→ WRITTEN REQUEST:
Output, please, every line from the line that holds "written like (7,59)." to the end, exactly as written.

→ GIVEN RECORDS:

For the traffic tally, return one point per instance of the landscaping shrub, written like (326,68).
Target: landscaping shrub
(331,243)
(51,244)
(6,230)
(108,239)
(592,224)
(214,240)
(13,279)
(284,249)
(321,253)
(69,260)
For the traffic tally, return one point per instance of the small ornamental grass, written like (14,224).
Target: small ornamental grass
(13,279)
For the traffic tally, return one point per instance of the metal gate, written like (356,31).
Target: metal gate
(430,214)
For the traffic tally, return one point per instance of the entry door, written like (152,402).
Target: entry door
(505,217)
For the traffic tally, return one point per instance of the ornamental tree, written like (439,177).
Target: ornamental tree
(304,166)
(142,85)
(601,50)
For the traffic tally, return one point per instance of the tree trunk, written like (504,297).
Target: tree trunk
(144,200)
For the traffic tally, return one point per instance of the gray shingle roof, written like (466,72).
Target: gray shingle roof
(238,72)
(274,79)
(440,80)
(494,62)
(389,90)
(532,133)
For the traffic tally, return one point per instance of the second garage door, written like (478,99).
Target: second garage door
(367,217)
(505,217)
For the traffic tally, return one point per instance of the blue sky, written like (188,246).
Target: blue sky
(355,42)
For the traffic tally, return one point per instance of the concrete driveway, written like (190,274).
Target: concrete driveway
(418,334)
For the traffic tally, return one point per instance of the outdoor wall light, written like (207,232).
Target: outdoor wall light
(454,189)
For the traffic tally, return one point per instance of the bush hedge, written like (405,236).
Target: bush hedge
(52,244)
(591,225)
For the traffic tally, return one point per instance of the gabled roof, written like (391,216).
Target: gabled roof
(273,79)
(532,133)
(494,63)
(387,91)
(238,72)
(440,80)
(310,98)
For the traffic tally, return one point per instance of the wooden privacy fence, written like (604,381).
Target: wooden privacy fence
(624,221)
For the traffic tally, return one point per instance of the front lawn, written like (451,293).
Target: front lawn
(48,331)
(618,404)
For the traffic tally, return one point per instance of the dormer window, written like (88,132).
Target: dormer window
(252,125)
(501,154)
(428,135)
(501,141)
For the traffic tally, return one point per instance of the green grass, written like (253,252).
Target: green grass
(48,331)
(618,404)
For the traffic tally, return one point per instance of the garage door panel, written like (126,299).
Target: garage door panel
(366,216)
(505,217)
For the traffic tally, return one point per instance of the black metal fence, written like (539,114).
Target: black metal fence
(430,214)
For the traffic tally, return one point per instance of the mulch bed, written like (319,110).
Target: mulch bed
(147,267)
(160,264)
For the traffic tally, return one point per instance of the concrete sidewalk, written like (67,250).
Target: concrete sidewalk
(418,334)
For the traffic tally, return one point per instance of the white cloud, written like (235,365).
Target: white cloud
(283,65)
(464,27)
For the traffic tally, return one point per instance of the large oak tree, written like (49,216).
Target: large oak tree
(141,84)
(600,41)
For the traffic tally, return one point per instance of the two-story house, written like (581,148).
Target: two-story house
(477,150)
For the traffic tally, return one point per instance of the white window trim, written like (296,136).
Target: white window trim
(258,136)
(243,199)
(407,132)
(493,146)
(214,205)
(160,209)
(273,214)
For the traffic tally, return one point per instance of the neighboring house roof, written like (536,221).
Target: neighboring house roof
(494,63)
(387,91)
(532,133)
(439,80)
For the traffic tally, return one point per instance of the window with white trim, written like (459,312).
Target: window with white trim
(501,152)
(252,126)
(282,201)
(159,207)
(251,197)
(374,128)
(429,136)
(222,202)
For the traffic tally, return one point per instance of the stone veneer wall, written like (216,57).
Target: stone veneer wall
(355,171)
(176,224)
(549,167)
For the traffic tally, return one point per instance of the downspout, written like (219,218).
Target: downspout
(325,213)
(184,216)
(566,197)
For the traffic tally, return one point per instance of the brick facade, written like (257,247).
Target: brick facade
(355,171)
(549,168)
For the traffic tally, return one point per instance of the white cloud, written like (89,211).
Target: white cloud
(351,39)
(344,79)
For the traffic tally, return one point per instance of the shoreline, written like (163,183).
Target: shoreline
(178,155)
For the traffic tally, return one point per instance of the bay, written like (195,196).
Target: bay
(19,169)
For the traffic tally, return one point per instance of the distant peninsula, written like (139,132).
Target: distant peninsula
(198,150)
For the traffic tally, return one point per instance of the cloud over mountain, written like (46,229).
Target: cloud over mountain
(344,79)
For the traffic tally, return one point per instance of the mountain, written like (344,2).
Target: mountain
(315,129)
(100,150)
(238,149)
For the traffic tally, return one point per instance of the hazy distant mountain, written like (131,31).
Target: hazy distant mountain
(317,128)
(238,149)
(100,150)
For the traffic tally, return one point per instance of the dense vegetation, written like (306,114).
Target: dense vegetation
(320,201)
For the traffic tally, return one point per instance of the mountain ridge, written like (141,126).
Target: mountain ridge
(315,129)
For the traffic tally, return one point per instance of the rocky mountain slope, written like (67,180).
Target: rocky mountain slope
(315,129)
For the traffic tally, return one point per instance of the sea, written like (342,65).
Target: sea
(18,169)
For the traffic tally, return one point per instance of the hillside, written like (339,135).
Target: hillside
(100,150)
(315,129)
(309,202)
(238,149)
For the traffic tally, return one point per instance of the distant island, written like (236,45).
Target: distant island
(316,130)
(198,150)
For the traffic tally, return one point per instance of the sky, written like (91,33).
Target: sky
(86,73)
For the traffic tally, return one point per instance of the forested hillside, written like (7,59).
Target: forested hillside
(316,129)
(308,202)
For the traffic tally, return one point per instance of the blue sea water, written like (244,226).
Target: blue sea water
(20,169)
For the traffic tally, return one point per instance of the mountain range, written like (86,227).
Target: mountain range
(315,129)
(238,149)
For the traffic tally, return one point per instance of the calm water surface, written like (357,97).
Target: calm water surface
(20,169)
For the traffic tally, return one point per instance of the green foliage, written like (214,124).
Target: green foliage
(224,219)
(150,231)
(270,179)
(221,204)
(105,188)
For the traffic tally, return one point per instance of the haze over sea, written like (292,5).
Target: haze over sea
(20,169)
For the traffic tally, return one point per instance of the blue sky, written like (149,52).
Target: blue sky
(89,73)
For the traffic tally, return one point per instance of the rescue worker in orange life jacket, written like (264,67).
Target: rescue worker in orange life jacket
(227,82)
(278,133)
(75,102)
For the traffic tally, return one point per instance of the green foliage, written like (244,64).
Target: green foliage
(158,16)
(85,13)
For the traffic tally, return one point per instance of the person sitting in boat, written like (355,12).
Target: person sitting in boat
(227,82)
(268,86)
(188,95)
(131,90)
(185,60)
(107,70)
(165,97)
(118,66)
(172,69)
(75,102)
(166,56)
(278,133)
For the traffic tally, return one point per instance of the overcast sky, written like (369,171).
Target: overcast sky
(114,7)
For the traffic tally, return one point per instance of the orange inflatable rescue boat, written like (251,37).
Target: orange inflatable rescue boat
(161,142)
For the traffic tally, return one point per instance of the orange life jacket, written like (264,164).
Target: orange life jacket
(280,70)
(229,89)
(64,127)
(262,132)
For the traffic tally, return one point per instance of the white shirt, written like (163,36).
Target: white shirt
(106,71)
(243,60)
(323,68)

→ COMPLETE RESPONSE:
For the traffic tally, return one point per instance of the forested hillside, written like (7,59).
Target: forested hillside
(316,129)
(308,202)
For the traffic tally, return one point per instance of the blue sea water, written like (244,226).
Target: blue sea water
(20,169)
For the traffic tally, return one point per instance of the mountain range, written like (86,227).
Target: mountain range
(315,129)
(238,149)
For the traffic tally, return one point per instance of the calm water surface, written like (357,97).
Target: calm water surface
(20,169)
For the traffic tally, return one point per instance of the green foliage, written like (214,124).
Target: green foliage
(224,219)
(150,231)
(270,179)
(221,204)
(105,188)
For the traffic tally, return one point per instance of the haze over sea, written like (292,5).
Target: haze over sea
(20,169)
For the traffic tally, return one point per instance of the blue sky, written like (149,52).
Target: blue sky
(89,73)
For the traffic tally, return one point per instance of the rescue worker in orange life jacket, written like (264,67).
Target: rescue worker in orange life jacket
(227,82)
(278,133)
(75,102)
For the traffic tally, return one point per instance of the green foliage, written like (244,64).
Target: green foliage
(158,16)
(85,13)
For the traffic tally, return one point per instance of the person sitting in boat, written like (355,12).
Target: person sitting in boat
(227,82)
(268,86)
(188,95)
(131,90)
(185,60)
(107,70)
(165,97)
(118,66)
(172,69)
(75,102)
(166,56)
(278,133)
For the traffic tally, return one point per instance of the overcast sky, written like (369,171).
Target: overcast sky
(114,7)
For the traffic tally, return one point per instance of the orange inflatable rescue boat, written like (251,37).
Target: orange inflatable rescue boat
(161,142)
For the traffic tally, return one point per instance of the orange life jacket, written like (264,164).
Target: orange life jacket
(280,70)
(229,89)
(64,127)
(262,132)
For the traffic tally, return one point per instance of the white shirt, written like (163,36).
Target: white shirt
(106,71)
(243,60)
(323,68)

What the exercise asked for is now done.